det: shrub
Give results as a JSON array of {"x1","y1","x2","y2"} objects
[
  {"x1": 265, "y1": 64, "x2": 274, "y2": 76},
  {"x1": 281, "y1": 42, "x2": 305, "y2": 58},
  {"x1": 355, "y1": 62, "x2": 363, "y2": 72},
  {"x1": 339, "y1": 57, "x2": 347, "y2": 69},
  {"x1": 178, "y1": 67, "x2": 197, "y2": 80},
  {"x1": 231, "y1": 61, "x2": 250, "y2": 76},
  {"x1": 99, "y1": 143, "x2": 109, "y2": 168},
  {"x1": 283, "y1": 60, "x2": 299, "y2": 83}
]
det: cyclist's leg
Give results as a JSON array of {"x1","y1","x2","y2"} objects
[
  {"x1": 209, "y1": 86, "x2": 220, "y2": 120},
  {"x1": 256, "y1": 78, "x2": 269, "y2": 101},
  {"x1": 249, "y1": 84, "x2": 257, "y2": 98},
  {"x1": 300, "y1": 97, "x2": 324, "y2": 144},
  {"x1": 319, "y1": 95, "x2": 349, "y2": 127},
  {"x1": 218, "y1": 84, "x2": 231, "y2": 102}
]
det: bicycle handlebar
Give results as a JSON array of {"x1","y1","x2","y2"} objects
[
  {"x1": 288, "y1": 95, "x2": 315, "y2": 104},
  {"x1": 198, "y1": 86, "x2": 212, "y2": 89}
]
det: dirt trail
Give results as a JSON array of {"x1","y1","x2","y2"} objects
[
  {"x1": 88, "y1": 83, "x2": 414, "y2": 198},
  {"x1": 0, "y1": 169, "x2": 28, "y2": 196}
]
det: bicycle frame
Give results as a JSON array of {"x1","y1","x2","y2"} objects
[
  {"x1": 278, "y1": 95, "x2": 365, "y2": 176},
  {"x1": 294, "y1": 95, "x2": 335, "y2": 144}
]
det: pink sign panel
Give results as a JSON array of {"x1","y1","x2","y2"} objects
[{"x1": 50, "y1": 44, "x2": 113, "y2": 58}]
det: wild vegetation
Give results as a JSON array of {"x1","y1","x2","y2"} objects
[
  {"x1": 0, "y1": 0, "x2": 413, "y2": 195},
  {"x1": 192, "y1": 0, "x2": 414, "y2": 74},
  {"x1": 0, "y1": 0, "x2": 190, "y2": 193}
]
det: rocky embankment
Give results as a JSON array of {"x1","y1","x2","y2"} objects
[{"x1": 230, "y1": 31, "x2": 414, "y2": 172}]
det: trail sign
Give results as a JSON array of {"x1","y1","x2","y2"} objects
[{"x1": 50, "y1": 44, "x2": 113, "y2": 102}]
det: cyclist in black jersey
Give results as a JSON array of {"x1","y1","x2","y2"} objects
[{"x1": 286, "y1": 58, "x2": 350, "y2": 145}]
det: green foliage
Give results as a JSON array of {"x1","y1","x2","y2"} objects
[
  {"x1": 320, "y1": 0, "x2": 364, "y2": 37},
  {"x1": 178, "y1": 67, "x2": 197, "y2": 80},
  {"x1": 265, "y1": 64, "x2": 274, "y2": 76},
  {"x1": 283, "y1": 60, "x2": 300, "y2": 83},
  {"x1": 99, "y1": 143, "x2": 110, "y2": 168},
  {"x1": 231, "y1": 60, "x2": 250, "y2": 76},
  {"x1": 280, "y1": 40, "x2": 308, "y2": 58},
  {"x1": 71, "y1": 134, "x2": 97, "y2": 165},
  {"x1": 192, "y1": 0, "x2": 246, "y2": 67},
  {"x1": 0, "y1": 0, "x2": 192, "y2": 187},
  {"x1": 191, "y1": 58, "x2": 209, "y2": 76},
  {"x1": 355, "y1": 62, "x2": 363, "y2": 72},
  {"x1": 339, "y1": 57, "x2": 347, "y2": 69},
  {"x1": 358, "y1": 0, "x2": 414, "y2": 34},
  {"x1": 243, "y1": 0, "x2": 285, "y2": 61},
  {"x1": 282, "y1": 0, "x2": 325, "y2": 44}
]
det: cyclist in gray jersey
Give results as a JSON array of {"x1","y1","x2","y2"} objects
■ ■ ■
● YOUR GOAL:
Make an exact copy of the listing, including every line.

● SOLVED PROBLEM:
det: shrub
Give results as a JSON array of {"x1","y1","x2","y2"} objects
[
  {"x1": 265, "y1": 64, "x2": 274, "y2": 76},
  {"x1": 281, "y1": 42, "x2": 305, "y2": 58},
  {"x1": 355, "y1": 62, "x2": 363, "y2": 72},
  {"x1": 339, "y1": 57, "x2": 347, "y2": 69},
  {"x1": 178, "y1": 67, "x2": 197, "y2": 80},
  {"x1": 231, "y1": 61, "x2": 250, "y2": 76},
  {"x1": 99, "y1": 143, "x2": 109, "y2": 168},
  {"x1": 283, "y1": 60, "x2": 299, "y2": 83}
]
det: cyclist's leg
Give results as a JSON array of {"x1","y1","x2","y2"} objects
[
  {"x1": 209, "y1": 86, "x2": 220, "y2": 120},
  {"x1": 256, "y1": 78, "x2": 269, "y2": 101},
  {"x1": 249, "y1": 84, "x2": 257, "y2": 98},
  {"x1": 300, "y1": 97, "x2": 324, "y2": 144},
  {"x1": 319, "y1": 95, "x2": 349, "y2": 127},
  {"x1": 218, "y1": 84, "x2": 231, "y2": 102}
]
det: bicycle handlebar
Give results as a JSON array of {"x1","y1","x2","y2"} objects
[
  {"x1": 288, "y1": 95, "x2": 315, "y2": 104},
  {"x1": 198, "y1": 86, "x2": 212, "y2": 89}
]
det: dirt trail
Give results as a JSON array of {"x1","y1","x2","y2"} objects
[
  {"x1": 88, "y1": 83, "x2": 414, "y2": 198},
  {"x1": 0, "y1": 169, "x2": 28, "y2": 196}
]
det: bicycle frame
Give results as a JSON array of {"x1","y1","x2","y2"} objects
[
  {"x1": 278, "y1": 95, "x2": 365, "y2": 176},
  {"x1": 294, "y1": 95, "x2": 335, "y2": 144}
]
det: pink sign panel
Give results as a JSON array of {"x1","y1","x2","y2"} objects
[{"x1": 50, "y1": 44, "x2": 113, "y2": 58}]
det: wild vegetation
Give results as a JSON array of {"x1","y1","x2","y2"} objects
[
  {"x1": 0, "y1": 0, "x2": 413, "y2": 195},
  {"x1": 192, "y1": 0, "x2": 414, "y2": 74},
  {"x1": 0, "y1": 0, "x2": 190, "y2": 193}
]
det: rocky embankment
Give results as a JSON array of {"x1","y1","x2","y2"} objects
[{"x1": 230, "y1": 31, "x2": 414, "y2": 172}]
det: trail sign
Give results as a JSON array of {"x1","y1","x2","y2"} objects
[{"x1": 50, "y1": 44, "x2": 113, "y2": 102}]
det: cyclist in black jersey
Give results as a JSON array of {"x1","y1","x2","y2"} objects
[{"x1": 286, "y1": 58, "x2": 350, "y2": 145}]
det: green foliage
Give results as a JSON array of {"x1","y1","x2","y2"} objects
[
  {"x1": 320, "y1": 0, "x2": 364, "y2": 37},
  {"x1": 178, "y1": 67, "x2": 197, "y2": 80},
  {"x1": 265, "y1": 64, "x2": 274, "y2": 76},
  {"x1": 283, "y1": 60, "x2": 300, "y2": 83},
  {"x1": 99, "y1": 143, "x2": 110, "y2": 168},
  {"x1": 231, "y1": 60, "x2": 250, "y2": 76},
  {"x1": 280, "y1": 40, "x2": 308, "y2": 58},
  {"x1": 71, "y1": 134, "x2": 97, "y2": 165},
  {"x1": 192, "y1": 0, "x2": 246, "y2": 67},
  {"x1": 0, "y1": 0, "x2": 192, "y2": 187},
  {"x1": 191, "y1": 58, "x2": 209, "y2": 76},
  {"x1": 355, "y1": 62, "x2": 363, "y2": 72},
  {"x1": 339, "y1": 57, "x2": 347, "y2": 69},
  {"x1": 358, "y1": 0, "x2": 414, "y2": 34},
  {"x1": 243, "y1": 0, "x2": 285, "y2": 61},
  {"x1": 282, "y1": 0, "x2": 325, "y2": 44}
]
det: cyclist in gray jersey
Give results as a JSON array of {"x1","y1","x2","y2"} objects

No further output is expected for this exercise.